▶ [Consignes]
1: Énumérez, dans l'ordre, les étapes du procédé décrit dans l'extrait sur l'entraînement aux saisies et aux frappes.
2: Poursuivez l'extrait sur l'entraînement aux saisies et aux frappes à la suite de sa dernière phrase.

En somme, nous passons
beaucoup de temps à étudier les saisies, à essayer de surmonter
des contraintes qui ont peu de chances d’occurrence et qui seraient
réglées en un atémi.
Il me semble donc que
l'on devrait se concentrer davantage sur le travail sur les frappes,
de manière douce, puis sur cible. Les pratiquants en retireraient
bien plus de bénéfices (tels que la sensation du danger ou le sens
de l'esquive).
C'est toujours le même
procédé qui est à l’œuvre : il faut d'abord définir ce
qu'on veut obtenir, puis chercher les moyens de l'obtenir. L'étape
que nous oublions souvent est celle de la vérification : est-ce
que les outils que j'ai mis en place produisent vraiment des
résultats ? Et si oui est-ce que ces résultats sont bien
produits par les outils mis en place, et non par autre chose ?

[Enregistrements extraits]

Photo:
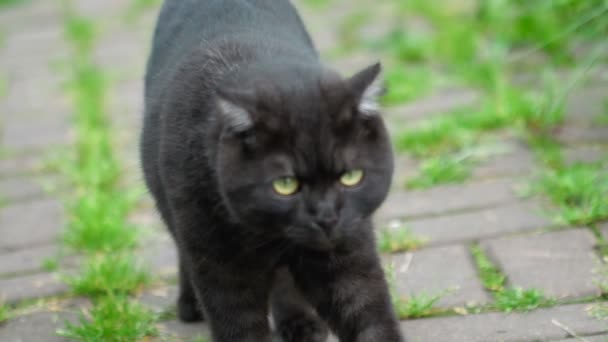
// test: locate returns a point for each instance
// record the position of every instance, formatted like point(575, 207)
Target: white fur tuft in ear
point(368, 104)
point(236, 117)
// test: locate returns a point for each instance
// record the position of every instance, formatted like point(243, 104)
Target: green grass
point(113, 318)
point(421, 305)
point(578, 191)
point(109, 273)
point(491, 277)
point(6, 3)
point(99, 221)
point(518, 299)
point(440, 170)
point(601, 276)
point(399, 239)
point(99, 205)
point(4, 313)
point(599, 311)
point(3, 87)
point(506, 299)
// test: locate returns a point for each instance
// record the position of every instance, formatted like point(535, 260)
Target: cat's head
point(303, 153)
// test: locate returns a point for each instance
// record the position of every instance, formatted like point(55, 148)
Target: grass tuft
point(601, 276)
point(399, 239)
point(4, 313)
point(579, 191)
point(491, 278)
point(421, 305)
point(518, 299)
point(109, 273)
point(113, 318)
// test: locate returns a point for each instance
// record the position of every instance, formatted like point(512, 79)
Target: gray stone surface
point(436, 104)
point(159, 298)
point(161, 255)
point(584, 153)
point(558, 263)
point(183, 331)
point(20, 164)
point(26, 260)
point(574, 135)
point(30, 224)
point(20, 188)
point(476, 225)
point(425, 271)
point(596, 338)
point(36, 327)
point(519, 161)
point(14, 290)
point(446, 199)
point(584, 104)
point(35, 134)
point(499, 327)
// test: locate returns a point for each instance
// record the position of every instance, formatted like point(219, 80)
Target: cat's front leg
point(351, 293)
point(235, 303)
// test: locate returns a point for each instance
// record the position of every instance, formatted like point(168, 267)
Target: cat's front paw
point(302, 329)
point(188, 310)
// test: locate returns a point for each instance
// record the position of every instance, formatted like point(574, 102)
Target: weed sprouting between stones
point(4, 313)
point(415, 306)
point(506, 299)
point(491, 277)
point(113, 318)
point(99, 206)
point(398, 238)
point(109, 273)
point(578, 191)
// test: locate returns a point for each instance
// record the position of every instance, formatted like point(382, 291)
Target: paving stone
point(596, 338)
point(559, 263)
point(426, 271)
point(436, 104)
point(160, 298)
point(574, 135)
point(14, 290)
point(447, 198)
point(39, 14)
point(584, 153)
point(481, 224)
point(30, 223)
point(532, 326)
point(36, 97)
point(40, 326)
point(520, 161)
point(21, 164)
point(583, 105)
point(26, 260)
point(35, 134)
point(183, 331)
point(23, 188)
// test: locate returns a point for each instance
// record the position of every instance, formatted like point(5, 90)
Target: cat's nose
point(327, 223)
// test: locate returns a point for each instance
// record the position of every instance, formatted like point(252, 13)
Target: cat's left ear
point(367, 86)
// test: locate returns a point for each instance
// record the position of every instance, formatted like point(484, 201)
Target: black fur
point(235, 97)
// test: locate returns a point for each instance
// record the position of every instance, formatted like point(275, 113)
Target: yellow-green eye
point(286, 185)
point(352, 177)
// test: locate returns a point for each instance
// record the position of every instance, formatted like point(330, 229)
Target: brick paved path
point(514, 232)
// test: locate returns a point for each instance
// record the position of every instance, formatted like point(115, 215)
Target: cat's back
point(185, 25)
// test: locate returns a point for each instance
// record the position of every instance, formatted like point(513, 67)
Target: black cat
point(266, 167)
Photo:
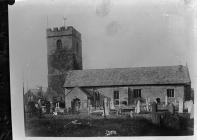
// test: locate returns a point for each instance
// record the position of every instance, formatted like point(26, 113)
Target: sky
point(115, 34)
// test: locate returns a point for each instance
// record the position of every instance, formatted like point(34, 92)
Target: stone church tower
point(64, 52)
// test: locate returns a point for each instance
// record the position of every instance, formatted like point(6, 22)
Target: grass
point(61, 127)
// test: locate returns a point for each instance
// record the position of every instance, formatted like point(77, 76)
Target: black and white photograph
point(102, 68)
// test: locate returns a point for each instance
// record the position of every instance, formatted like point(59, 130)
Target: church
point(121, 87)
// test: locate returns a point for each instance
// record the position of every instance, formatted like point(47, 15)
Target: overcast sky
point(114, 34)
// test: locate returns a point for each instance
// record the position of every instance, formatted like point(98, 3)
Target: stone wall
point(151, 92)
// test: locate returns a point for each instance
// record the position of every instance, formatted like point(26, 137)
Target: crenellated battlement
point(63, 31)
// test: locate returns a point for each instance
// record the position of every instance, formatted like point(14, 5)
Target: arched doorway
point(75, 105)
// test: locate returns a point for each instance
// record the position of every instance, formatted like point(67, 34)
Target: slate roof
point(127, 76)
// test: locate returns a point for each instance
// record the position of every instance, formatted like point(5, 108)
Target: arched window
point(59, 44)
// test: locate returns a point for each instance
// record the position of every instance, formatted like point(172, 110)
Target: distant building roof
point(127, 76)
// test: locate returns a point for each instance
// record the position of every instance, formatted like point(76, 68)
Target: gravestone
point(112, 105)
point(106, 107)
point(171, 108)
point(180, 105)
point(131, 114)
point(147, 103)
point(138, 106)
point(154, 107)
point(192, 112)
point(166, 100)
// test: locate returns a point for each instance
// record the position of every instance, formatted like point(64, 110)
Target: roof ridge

▶ [Résultats attendus]
1:
1. Définir ce qu'on veut obtenir.
2. Chercher les moyens de l'obtenir.
3. Vérifier que les outils mis en place produisent vraiment des résultats, et que ces résultats viennent bien de ces outils et non d'autre chose.

2:
En tant que professeur il
est nécessaire de régulièrement se poser la question: est-ce que
ce que j'enseigne sert vraiment à mes élèves ?
L'Aïkido moderne, parce
qu'il est rarement « testé » a une tendance à produire
de la complexité inutile, pour occuper les pratiquants... Le temps
est compté ! Chaque heure passée sur un tatamis doit apporter
quelque chose. On ne peut justifier une technique capillo-tractée
par un « oui, ça ne marche pas, mais c'est pédagogique ».
En tant que professeur
j'essaye de régulièrement remettre en question ce que j'enseigne.
Plusieurs fois j'ai réalisé que mes objectifs pour mes élèves
n'étaient pas en totale adéquation avec les techniques proposées,
sur lesquelles j'avais des doutes en termes d'efficacité. Soit j'ai
cherché une autre manière de les exécuter, soit j'ai réfléchi au
contexte dans lequel elles pouvait faire sens, ou bien j'ai
provisoirement arrêté de les enseigner.
Et quand j'ai du mal à
trancher, je me pose la question : « est-ce que je miserai
ma vie sur cette technique ? ». Cela évite de rentrer
dans des considération ubuesques...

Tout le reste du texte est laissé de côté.